### PROBLEM TO SOLVE
Can you reproduce, word for word, the entries below from the line holding "[point] every instance of the snow-covered" through the last line of the entries, including both ends?

Dataset excerpt:
- - - -

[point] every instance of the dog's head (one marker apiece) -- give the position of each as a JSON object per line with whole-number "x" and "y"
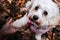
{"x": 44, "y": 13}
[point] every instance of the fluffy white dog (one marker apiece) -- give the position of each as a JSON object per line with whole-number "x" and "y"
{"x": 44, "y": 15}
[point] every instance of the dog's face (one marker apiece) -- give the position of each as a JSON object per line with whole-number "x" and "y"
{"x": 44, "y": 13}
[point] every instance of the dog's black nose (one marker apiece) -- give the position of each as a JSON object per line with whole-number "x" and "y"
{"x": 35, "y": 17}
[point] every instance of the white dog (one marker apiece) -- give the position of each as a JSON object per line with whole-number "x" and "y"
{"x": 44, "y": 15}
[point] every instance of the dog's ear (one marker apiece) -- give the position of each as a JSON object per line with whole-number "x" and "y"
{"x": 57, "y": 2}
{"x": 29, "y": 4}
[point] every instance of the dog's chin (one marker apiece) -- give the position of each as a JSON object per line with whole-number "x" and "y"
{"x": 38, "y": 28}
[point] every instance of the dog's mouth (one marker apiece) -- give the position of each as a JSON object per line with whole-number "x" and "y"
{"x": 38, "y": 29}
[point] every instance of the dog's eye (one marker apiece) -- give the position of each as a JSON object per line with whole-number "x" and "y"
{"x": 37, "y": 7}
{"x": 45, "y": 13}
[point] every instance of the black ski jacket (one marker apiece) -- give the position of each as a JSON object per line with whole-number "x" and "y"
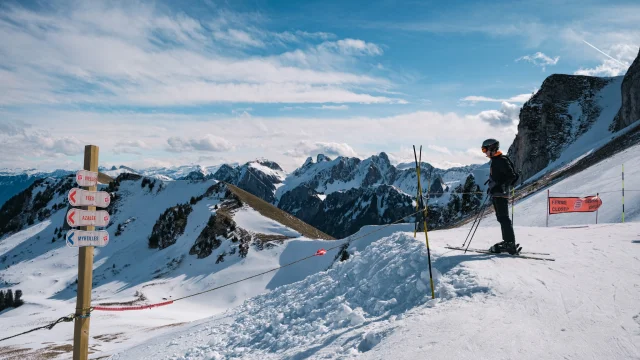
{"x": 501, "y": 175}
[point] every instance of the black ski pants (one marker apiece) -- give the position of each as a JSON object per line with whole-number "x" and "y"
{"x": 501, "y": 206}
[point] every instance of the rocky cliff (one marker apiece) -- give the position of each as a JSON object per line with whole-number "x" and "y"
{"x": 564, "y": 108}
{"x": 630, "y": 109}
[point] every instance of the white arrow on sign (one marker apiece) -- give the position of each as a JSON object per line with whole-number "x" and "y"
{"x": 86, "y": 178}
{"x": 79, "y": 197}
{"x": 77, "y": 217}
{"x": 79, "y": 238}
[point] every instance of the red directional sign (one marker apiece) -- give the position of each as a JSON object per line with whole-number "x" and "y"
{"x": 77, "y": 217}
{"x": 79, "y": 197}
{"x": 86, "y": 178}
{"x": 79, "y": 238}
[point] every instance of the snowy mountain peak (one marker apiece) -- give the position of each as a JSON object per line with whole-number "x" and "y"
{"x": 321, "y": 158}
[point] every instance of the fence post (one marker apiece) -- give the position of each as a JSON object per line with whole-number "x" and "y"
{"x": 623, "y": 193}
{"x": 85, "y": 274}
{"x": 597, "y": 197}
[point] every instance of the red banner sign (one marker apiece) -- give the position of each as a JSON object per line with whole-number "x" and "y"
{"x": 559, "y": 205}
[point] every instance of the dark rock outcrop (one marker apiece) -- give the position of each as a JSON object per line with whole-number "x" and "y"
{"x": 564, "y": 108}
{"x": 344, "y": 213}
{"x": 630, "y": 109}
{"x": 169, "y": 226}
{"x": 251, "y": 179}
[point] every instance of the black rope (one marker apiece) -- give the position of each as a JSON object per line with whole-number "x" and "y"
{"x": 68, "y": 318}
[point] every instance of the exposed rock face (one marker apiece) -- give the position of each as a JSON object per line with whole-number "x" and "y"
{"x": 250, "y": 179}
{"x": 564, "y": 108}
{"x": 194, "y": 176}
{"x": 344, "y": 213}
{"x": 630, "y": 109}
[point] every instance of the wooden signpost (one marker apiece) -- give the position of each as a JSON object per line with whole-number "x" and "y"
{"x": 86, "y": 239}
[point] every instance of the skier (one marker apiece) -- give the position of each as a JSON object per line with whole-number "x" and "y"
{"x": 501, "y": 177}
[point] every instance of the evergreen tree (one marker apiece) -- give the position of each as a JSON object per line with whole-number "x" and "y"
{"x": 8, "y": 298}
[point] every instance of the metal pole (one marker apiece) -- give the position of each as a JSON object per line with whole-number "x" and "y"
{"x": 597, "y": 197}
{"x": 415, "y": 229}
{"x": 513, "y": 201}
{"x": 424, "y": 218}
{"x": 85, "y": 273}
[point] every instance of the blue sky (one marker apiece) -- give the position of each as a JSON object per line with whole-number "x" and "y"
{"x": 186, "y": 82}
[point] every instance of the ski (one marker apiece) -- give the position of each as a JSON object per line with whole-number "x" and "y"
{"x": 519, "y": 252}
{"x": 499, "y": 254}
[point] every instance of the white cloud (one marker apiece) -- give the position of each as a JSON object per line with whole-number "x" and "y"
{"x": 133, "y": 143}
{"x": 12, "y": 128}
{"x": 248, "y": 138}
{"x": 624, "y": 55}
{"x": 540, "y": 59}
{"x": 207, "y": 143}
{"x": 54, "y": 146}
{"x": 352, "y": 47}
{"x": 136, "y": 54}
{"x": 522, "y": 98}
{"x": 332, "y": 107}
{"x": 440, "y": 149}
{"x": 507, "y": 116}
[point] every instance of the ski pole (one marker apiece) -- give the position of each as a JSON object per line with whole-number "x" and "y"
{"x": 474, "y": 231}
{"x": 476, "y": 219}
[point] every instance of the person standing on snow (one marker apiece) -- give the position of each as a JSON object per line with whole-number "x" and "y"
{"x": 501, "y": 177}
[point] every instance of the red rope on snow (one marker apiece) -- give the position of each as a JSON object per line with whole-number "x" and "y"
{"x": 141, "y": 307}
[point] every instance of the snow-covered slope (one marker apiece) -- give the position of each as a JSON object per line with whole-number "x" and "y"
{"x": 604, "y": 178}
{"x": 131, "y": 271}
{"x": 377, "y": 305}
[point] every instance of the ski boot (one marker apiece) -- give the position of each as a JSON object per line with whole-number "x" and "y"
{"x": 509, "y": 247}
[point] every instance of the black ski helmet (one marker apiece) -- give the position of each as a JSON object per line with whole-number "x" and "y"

- - - -

### TASK SOLUTION
[point] every instance of the snow-covered slope (one marker apiece) -- give the position of each as a JSON object per line with whole-number "x" and "y"
{"x": 604, "y": 178}
{"x": 131, "y": 271}
{"x": 377, "y": 305}
[point] every instance of the ski boot (one marker apiece) -- give the position of each as a JSON object per line with whole-number "x" and "y"
{"x": 509, "y": 247}
[point] every instance of the black ski helmet (one marker apiece) -- give the position of each as a JSON object per line with whole-number "x" and "y"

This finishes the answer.